──────── Supplied data ────────

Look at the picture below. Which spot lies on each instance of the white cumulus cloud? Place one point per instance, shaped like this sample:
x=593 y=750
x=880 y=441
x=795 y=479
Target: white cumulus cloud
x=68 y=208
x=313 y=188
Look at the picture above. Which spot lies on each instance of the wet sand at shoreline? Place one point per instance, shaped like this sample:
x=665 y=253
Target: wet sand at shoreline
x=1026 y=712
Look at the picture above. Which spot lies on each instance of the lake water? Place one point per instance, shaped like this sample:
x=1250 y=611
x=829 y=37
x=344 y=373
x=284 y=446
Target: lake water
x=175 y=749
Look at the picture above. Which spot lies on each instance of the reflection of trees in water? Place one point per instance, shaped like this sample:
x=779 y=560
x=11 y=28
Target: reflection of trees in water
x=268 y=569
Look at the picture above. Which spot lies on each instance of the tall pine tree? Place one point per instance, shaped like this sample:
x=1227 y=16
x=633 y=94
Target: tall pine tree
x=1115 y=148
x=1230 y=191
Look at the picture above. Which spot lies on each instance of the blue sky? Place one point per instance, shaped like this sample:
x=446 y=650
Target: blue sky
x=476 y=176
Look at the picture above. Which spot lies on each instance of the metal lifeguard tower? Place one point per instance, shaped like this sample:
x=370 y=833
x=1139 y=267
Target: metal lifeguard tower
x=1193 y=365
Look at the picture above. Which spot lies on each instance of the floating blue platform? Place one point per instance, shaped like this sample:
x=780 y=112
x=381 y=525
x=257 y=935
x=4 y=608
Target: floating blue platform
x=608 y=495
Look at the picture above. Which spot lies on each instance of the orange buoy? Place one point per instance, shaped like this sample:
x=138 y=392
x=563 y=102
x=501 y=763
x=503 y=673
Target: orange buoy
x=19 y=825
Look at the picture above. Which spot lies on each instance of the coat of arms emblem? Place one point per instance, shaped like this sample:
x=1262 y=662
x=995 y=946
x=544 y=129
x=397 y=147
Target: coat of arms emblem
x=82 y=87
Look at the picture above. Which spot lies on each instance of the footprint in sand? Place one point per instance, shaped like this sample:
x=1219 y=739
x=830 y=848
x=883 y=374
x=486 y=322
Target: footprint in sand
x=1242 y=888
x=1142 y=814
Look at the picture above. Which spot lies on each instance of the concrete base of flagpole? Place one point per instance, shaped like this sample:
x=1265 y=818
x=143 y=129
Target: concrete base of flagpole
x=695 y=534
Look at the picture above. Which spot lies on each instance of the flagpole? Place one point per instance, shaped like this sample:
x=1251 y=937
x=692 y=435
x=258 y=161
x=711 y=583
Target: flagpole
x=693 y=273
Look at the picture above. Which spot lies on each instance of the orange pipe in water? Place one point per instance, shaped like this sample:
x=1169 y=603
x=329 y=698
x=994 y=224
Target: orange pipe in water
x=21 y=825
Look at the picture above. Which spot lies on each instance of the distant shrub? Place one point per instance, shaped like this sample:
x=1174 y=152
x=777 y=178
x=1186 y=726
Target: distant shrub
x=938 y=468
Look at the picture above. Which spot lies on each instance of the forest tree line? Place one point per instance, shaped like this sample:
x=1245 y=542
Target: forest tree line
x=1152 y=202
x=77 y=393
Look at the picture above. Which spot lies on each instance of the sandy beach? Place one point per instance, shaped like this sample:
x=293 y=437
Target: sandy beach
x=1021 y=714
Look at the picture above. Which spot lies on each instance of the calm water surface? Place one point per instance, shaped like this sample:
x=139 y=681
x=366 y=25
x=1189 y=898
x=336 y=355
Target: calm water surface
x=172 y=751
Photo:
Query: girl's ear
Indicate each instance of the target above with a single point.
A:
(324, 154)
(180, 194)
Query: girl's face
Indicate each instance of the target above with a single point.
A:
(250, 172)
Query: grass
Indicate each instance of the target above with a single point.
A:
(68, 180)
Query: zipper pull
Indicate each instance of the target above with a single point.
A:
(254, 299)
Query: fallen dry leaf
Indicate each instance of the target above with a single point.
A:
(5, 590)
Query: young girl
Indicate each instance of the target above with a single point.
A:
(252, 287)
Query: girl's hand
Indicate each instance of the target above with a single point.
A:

────────

**Written problem**
Transcribe all of the data above line for line, changing no character.

**Exercise output**
Look at the picture below. Which spot lies on each instance of the white cumulus cloud? Place one point per instance, shaped like this sample:
x=593 y=750
x=880 y=441
x=795 y=479
Target: white cumulus cloud
x=68 y=208
x=313 y=188
Look at the picture above. Which spot lies on each instance of the wet sand at shoreline? Place one point per instance, shaped like this sample:
x=665 y=253
Target: wet sand at shoreline
x=1026 y=712
Look at the picture above. Which spot lies on each instance of the lake water? Place one point per instance, shaped like this sample:
x=1250 y=611
x=829 y=37
x=344 y=373
x=284 y=446
Target: lake water
x=175 y=749
Look at the picture above. Which spot lies on each instance of the reflection of trees in water? Place one point per instance, shaped like this sample:
x=779 y=560
x=11 y=28
Target: reflection of trees in water
x=268 y=569
Look at the picture above. Which spot lies on each instance of the tall pine tree? Place one point per instance, shaped like this sample:
x=1227 y=16
x=633 y=94
Target: tall pine tree
x=1115 y=148
x=1230 y=191
Look at the picture above. Which spot lies on each instance of the blue sky? Place one point per instance, shaped like this sample:
x=446 y=650
Target: blue sky
x=476 y=176
Look at the picture above. Which spot lies on each instance of the metal lifeguard tower? Place one point per instance, shaped like this sample:
x=370 y=833
x=1139 y=267
Target: metal lifeguard tower
x=1193 y=365
Look at the picture above. Which spot lies on each instance of the floating blue platform? Place one point per instance, shaped like this sample:
x=780 y=112
x=381 y=525
x=257 y=935
x=4 y=608
Target: floating blue platform
x=608 y=495
Look at the picture above. Which spot lies on each instance of the orange buoy? Place one point per instance, shaped like this sample:
x=138 y=392
x=563 y=102
x=501 y=763
x=503 y=673
Target: orange buoy
x=19 y=825
Look at the picture above. Which spot lies on each instance of the coat of arms emblem? Place one point per instance, shaped like this sample:
x=1262 y=662
x=995 y=946
x=544 y=129
x=397 y=147
Target: coat of arms emblem
x=82 y=87
Look at the picture above. Which spot lies on each instance of the footprint in sand? Place one point per instance, shaped like this sample:
x=1219 y=739
x=830 y=848
x=883 y=374
x=486 y=322
Target: footprint in sand
x=1242 y=888
x=1142 y=814
Look at the picture above. Which spot lies on each instance of the concrete base of flagpole? Place one point per instance, shaped like this sample:
x=1265 y=818
x=143 y=129
Target: concrete base of flagpole
x=695 y=534
Look at the picture above. Which spot lies on each instance of the flagpole? Place one point per instance, shaped like this sample:
x=1251 y=937
x=692 y=435
x=258 y=161
x=711 y=583
Target: flagpole
x=693 y=273
Look at the picture above. Which spot lies on each instance of the orange pipe in water? Place one point per instance, shaped like this sample:
x=1169 y=603
x=329 y=698
x=994 y=224
Target: orange pipe in water
x=21 y=825
Look at the picture above. Which spot lies on each instance of the distant shrub? Place one point per instance, shaped like this sample:
x=1174 y=152
x=777 y=178
x=1186 y=726
Target: distant shrub
x=938 y=468
Look at the picture above. Which spot lies on each instance of the forest tree line? Place one point per instance, shaped like this sample:
x=1245 y=542
Target: forest tree line
x=1152 y=202
x=77 y=393
Look at the picture above. Which spot lies on each instance of the sandy beach? Place one point per instance, shaped like this sample:
x=293 y=437
Target: sandy beach
x=1021 y=714
Look at the picture above. Which spot lies on each instance of the calm water surface? Place one point per instance, shaped like this sample:
x=139 y=681
x=366 y=25
x=1189 y=898
x=336 y=355
Target: calm water surface
x=172 y=751
Photo:
Query: girl's ear
Indicate each instance of the target above with a single point.
A:
(324, 154)
(180, 194)
Query: girl's face
Indicate each instance of the target above with a single point.
A:
(250, 172)
Query: grass
Indicate each instance of the target above with a single point.
A:
(68, 180)
Query: zipper pull
Indicate each instance of the target above with a single point.
A:
(254, 299)
Query: fallen dry leaf
Indicate each instance of the target above with a single point.
A:
(5, 590)
Query: young girl
Indicate each instance of the target above with a single point.
A:
(252, 287)
Query: girl's hand
Indicate each instance of the target above with a single point.
A:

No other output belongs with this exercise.